$5.5M for Torn Vein Grafts Causing Heart Patient’s Death
A Maryland jury awarded $5.5 million to the family of a woman who died after open heart surgery when wires were removed from her chest.
Velda Faye Richardson underwent cardiac bypass surgery on Feb. 1, 2011. Pacing wires were put on her chest just before surgery. The wires are typically put in place in case doctors need to regulate the patient’s heart rate during recovery, and are removed either by clipping them or pulling them off.
Richardson’s recovery went smoothly for five days and she was scheduled to be released the following week, according to her attorneys. But on day six, after a nurse pulled the pacing wires from her chest, Richardson became short of breath, started bleeding profusely from where the wires were removed, and eventually died.
According to the nurse who pulled out the wires, before losing consciousness, Richardson said, “I think I’m dying.”
Her family sued the surgeon, who had also filled out her death certificate saying that Richardson died because the wires were pulled off and caused bleeding from newly-placed vein grafts. Doctors performed emergency surgery but were unable to fix the damage that prevented her heart from receiving blood.
The surgeon could not remember where the wires were placed or how many were used.
The family’s attorney, Rodney M. Gaston, argued that the wires were put in the wrong place.
“If the wires had been placed correctly, this would not have happened,” Gaston said. “The tragic reality is that the placing wires were not mandatory and could have been left in Ms. Richardson’s chest. But the jury rightfully held the surgeon accountable for the improper placement of the pacing wires.”

+ + +

Directions -
Return the part of the article on the pacing-wire death verdict between "Richardson’s recovery went" and "from receiving blood.", inclusive, copied word for word. The records that follow were taken from a different source than the text.

+ + +

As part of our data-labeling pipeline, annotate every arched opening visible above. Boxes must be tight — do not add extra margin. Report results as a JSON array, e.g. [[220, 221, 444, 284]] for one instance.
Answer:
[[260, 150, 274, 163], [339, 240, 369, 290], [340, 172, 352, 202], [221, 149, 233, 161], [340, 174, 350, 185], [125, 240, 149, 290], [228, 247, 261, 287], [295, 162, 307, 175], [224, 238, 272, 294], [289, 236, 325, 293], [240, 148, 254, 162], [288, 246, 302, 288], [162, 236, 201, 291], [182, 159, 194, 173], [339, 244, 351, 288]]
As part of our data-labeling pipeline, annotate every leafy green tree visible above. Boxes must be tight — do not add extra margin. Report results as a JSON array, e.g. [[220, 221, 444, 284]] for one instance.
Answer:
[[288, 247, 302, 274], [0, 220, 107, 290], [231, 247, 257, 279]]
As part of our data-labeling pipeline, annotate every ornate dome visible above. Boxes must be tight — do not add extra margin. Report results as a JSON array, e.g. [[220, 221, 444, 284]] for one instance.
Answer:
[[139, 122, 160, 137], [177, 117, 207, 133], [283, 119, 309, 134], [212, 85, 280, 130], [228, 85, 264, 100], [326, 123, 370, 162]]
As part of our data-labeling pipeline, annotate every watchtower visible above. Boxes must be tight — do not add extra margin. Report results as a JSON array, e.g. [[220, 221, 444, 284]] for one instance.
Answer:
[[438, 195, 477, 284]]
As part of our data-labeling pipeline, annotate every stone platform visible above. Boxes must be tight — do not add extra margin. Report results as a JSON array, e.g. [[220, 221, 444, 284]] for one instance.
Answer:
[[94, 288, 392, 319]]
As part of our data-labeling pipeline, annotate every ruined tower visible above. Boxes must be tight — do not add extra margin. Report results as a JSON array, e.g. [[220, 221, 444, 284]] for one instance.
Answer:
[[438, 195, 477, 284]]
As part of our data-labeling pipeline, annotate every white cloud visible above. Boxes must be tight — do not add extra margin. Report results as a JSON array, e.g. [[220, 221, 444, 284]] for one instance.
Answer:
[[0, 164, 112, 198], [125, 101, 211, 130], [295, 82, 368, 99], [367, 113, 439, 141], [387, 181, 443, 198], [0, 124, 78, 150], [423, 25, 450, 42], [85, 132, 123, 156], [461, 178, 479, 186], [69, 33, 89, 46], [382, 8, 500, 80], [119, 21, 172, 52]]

+ + +

Task solution -
Richardson’s recovery went smoothly for five days and she was scheduled to be released the following week, according to her attorneys. But on day six, after a nurse pulled the pacing wires from her chest, Richardson became short of breath, started bleeding profusely from where the wires were removed, and eventually died.
According to the nurse who pulled out the wires, before losing consciousness, Richardson said, “I think I’m dying.”
Her family sued the surgeon, who had also filled out her death certificate saying that Richardson died because the wires were pulled off and caused bleeding from newly-placed vein grafts. Doctors performed emergency surgery but were unable to fix the damage that prevented her heart from receiving blood.